▸ **Work to be completed**:
Copy out the data below, all of it, exactly.

Saved entries:
■ ■ ■ ■ ■
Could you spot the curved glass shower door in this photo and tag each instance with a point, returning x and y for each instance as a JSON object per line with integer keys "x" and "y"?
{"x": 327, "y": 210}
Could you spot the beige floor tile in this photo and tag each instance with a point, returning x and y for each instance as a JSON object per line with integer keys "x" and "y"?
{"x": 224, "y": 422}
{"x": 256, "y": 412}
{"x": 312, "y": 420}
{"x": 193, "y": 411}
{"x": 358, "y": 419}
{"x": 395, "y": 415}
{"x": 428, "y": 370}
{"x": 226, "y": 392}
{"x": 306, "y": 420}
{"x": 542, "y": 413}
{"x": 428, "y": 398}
■ ■ ■ ■ ■
▸ **Task response**:
Could you spot the curved glass shower door in this photo and tag each instance with a point, returning x and y for each instance as a JSON object per line with integer keys "x" and "y"?
{"x": 327, "y": 210}
Could you spot the beige floor tile in this photo and tag each instance with a point, returning x and y for each instance as a JSON object per line with integer keys "x" and "y"?
{"x": 224, "y": 422}
{"x": 256, "y": 412}
{"x": 312, "y": 420}
{"x": 193, "y": 411}
{"x": 358, "y": 419}
{"x": 395, "y": 415}
{"x": 428, "y": 370}
{"x": 226, "y": 392}
{"x": 306, "y": 420}
{"x": 542, "y": 413}
{"x": 428, "y": 398}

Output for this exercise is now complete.